**** GIVEN ENTRIES ****
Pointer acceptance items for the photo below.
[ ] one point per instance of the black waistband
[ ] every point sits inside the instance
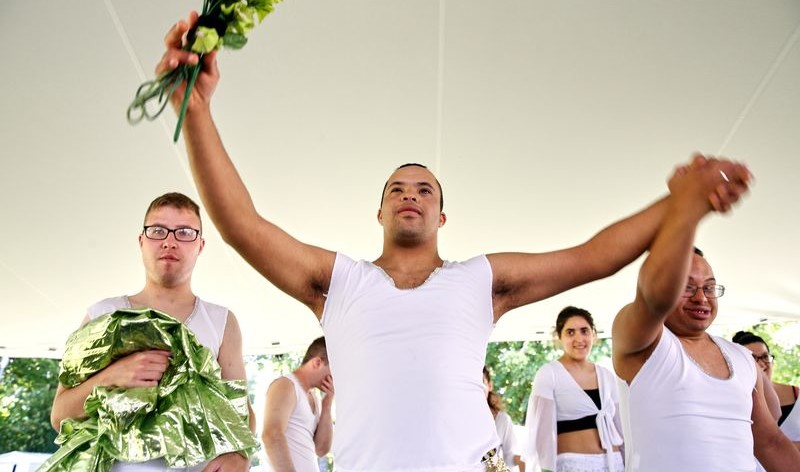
(568, 426)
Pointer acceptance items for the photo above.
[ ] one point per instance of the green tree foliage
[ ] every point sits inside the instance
(514, 365)
(27, 388)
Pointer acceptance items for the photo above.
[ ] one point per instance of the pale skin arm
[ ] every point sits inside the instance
(300, 270)
(323, 436)
(281, 401)
(770, 395)
(662, 277)
(772, 448)
(140, 369)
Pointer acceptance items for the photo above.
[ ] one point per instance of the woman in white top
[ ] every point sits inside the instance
(504, 425)
(573, 415)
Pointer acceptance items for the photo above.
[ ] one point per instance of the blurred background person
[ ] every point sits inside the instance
(789, 417)
(573, 413)
(505, 427)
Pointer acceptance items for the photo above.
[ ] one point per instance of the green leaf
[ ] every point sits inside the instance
(234, 40)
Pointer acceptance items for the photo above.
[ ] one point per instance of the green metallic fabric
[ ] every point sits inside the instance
(192, 415)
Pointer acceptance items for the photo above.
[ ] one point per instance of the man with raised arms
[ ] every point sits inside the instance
(694, 400)
(407, 332)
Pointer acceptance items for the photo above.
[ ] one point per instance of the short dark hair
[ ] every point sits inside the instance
(175, 200)
(317, 348)
(568, 313)
(414, 164)
(746, 337)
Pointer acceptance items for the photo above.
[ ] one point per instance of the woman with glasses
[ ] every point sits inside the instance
(785, 395)
(573, 413)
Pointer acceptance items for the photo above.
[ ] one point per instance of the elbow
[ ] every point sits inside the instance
(55, 421)
(323, 450)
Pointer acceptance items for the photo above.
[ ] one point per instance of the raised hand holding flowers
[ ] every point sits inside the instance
(221, 23)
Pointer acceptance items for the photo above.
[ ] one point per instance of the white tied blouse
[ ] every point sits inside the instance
(556, 396)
****
— EXERCISE DETAILS —
Please find each line in the listing above that contains the string "raised" and copy those lines. Case counts.

— ANSWER FOR THE TASK —
[ ] one point per instance of the man with raised arms
[ ] one point per instance of the raised hand holding flowers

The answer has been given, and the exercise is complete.